Location identification items:

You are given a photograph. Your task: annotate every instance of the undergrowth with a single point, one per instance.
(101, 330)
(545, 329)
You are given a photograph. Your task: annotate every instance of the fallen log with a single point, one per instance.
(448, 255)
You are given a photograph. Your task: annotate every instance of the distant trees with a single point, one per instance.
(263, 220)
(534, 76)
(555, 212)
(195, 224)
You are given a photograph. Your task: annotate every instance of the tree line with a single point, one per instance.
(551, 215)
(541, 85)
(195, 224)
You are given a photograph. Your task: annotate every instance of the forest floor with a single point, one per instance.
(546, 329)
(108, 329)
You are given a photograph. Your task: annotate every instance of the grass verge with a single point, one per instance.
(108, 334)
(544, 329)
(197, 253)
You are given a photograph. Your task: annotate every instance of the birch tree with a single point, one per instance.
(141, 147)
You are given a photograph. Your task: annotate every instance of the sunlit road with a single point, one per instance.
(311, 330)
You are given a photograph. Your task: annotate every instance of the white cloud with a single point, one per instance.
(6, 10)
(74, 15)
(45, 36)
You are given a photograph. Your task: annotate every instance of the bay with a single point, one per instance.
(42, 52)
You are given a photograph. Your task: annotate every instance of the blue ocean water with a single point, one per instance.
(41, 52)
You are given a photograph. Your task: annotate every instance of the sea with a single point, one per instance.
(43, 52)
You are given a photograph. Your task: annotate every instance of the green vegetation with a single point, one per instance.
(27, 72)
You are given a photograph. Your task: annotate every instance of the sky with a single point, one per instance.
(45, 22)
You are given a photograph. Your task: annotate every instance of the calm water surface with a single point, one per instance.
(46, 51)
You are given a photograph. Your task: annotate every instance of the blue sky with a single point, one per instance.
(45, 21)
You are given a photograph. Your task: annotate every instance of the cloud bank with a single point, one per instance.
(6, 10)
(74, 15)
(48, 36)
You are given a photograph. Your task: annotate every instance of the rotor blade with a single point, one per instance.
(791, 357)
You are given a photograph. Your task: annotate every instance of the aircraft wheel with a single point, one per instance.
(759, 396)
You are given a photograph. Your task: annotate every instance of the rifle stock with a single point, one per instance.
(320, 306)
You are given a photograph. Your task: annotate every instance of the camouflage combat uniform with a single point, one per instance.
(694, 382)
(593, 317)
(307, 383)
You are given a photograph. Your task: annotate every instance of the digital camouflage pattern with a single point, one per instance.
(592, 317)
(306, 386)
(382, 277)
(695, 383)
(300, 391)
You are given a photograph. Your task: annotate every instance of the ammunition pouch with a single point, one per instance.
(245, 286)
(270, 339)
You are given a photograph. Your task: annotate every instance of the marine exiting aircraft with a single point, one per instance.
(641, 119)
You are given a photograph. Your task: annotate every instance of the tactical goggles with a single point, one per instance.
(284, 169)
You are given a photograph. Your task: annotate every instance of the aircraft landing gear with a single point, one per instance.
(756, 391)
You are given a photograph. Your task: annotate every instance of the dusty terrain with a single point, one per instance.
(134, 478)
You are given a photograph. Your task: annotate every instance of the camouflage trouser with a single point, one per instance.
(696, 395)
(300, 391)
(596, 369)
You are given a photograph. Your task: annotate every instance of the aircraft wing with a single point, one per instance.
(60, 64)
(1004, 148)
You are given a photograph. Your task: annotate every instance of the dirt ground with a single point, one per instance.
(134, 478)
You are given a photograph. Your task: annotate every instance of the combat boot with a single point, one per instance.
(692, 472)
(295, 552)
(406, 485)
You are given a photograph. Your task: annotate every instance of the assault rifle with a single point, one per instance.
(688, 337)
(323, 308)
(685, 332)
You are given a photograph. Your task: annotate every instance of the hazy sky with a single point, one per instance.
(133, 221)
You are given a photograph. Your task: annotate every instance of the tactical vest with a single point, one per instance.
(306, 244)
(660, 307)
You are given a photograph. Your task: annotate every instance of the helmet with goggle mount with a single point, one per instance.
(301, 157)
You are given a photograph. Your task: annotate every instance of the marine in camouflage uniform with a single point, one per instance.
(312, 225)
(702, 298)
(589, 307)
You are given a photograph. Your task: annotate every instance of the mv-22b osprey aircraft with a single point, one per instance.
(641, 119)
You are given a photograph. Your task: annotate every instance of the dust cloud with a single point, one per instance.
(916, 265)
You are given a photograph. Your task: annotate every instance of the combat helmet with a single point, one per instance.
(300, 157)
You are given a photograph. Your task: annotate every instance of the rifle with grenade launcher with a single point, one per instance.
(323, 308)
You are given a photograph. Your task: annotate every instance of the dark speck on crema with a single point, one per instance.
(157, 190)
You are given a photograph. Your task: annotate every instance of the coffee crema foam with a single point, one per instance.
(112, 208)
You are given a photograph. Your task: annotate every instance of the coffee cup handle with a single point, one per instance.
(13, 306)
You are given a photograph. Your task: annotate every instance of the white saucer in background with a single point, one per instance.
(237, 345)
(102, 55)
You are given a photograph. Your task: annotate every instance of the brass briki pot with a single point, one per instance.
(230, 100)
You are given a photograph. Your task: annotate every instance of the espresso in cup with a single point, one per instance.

▶ _Instructions for the task_:
Give the listing again, word for word.

▶ _Result_:
You are given a photograph. Your task: annotate every instance of the undergrowth with a single point, one per instance.
(101, 330)
(545, 329)
You are given a photograph. Your task: annotate every instance of the fallen log with a single point, one per instance.
(448, 255)
You are given a photograph. Your task: annotate every instance of the distant trees with a single point, one per instance.
(263, 220)
(534, 76)
(555, 212)
(195, 224)
You are given a photograph. Your task: annotate every instance of the tree line with a single point, one per instance.
(551, 215)
(541, 85)
(195, 224)
You are given a photograph. Your task: annotate every instance of the forest floor with a single point, one per instance.
(546, 329)
(108, 329)
You are given a photograph. Your task: annotate every instance of the grass verge with a single point, one per instance.
(108, 334)
(544, 329)
(197, 253)
You are given a photograph. Your task: annotate every instance of the birch tree with a single point, one per instance.
(141, 147)
You are given a photograph. Your task: annotate every instance of the sunlit road with a single point, one per instance.
(311, 330)
You are given a photograph. Your task: annotate every instance of the white cloud with a single point, one per instance.
(6, 10)
(74, 15)
(45, 36)
You are given a photograph. Your task: annotate every instance of the bay with a single point, one per instance.
(42, 52)
You are given a photograph. Your task: annotate every instance of the blue ocean water with a single point, one per instance.
(41, 52)
You are given a photograph. Your task: annotate every instance of the sea with a single point, one per instance.
(43, 52)
You are given a photograph. Your task: annotate every instance of the green vegetation with a single point, one per instance.
(27, 72)
You are given a photograph. Your task: annotate every instance of the sky with a single point, one per instance.
(45, 22)
You are given a photograph. Your task: annotate every instance of the calm water surface with a single point, one per instance.
(46, 51)
You are given a photograph. Your task: annotate every instance of the blue sky with a single point, one per instance.
(45, 21)
You are given a photograph. Your task: annotate every instance of the cloud bank with a single point, one per instance.
(6, 10)
(74, 15)
(48, 36)
You are given a photograph. Your task: annotate every instance of the rotor blade with a single point, one per instance.
(791, 357)
You are given a photograph. Your task: annotate every instance of the aircraft wheel with a single point, one per instance.
(759, 396)
You are given a photograph. Your task: annotate every instance of the rifle stock with a single point, one per instance.
(320, 306)
You are given a photograph. Your task: annotate every instance of the camouflage combat uniform with a single point, one per instance.
(694, 382)
(593, 317)
(307, 383)
You are given a photograph. Your task: annotate every instance of the digital camouflage pattern with a single point, one per instance.
(592, 317)
(306, 386)
(382, 277)
(695, 383)
(300, 391)
You are given a photograph. Your task: annotate every instance of the ammunition pouch with a single point, one per instance.
(245, 286)
(270, 339)
You are given a photograph. Your task: annotate every instance of the marine exiting aircraft with a single point, one per instance.
(641, 119)
You are given a photograph. Your task: annotate every instance of the tactical goggles with a single point, one per instance.
(284, 169)
You are given a photograph. Your task: annotate every instance of the aircraft landing gear with a single point, one per instance.
(756, 391)
You are given a photograph. Your task: annotate every instance of the dusty terrain with a single point, one per instance.
(134, 478)
You are given a photograph. Your task: annotate every instance of the camouflage trouser with a single point, one per instance.
(696, 395)
(300, 391)
(596, 369)
You are given a photograph. Your task: annotate every instance of the aircraft wing with a single point, one per instance.
(60, 64)
(1004, 148)
You are given a photograph. Your task: annotate every instance of the dirt ground with a single point, one per instance.
(134, 478)
You are given a photograph. Your task: annotate every instance of the combat boot with a single point, one per instance.
(692, 472)
(295, 552)
(406, 485)
You are given a photograph. Your task: annotate every instance of the assault rifle with a single point, one per instance.
(688, 337)
(323, 308)
(685, 332)
You are given a photograph. Your task: annotate every instance of the hazy sky with a single point, one per instance.
(133, 221)
You are given a photograph. Your task: annotate every instance of the tactical vest with a single point, one per instance.
(306, 244)
(660, 307)
You are given a photograph. Your task: annotate every instance of the helmet with goggle mount with a single point, one per instance.
(301, 157)
You are given a photograph. Your task: annotate every instance of the marine in camouflage uniform with a single point, one per instance.
(312, 225)
(702, 298)
(589, 307)
You are given a photograph. Your task: annotate every instance of the mv-22b osprey aircraft with a single point, one per instance.
(641, 119)
You are given a photograph. Your task: annotate every instance of the dust cloud with a single point, one per instance.
(916, 265)
You are given a photograph. Your task: annotate every instance of the combat helmet with a single point, one per instance.
(300, 157)
You are given a photograph. Your task: annotate every instance of the rifle with grenade launcher with a single point, one per instance.
(323, 308)
You are given a photograph. Your task: annotate every instance of the dark speck on crema with a single point, one per instance.
(157, 190)
You are given a photograph. Your task: annotate every instance of the coffee crema foam with a single point, one per instance.
(112, 208)
You are given a photograph. Your task: annotate every instance of the coffee cup handle with a single point, one per instance.
(13, 306)
You are given a photograph. Your task: annotate every instance of the white saucer in background with a single point, one per instance.
(237, 345)
(102, 55)
You are given a photograph. Your task: annotate every instance of the brass briki pot with a single point, one per instance.
(230, 100)
You are given a photograph. Your task: annotate every instance of the espresso in cup with a single point, one per instance.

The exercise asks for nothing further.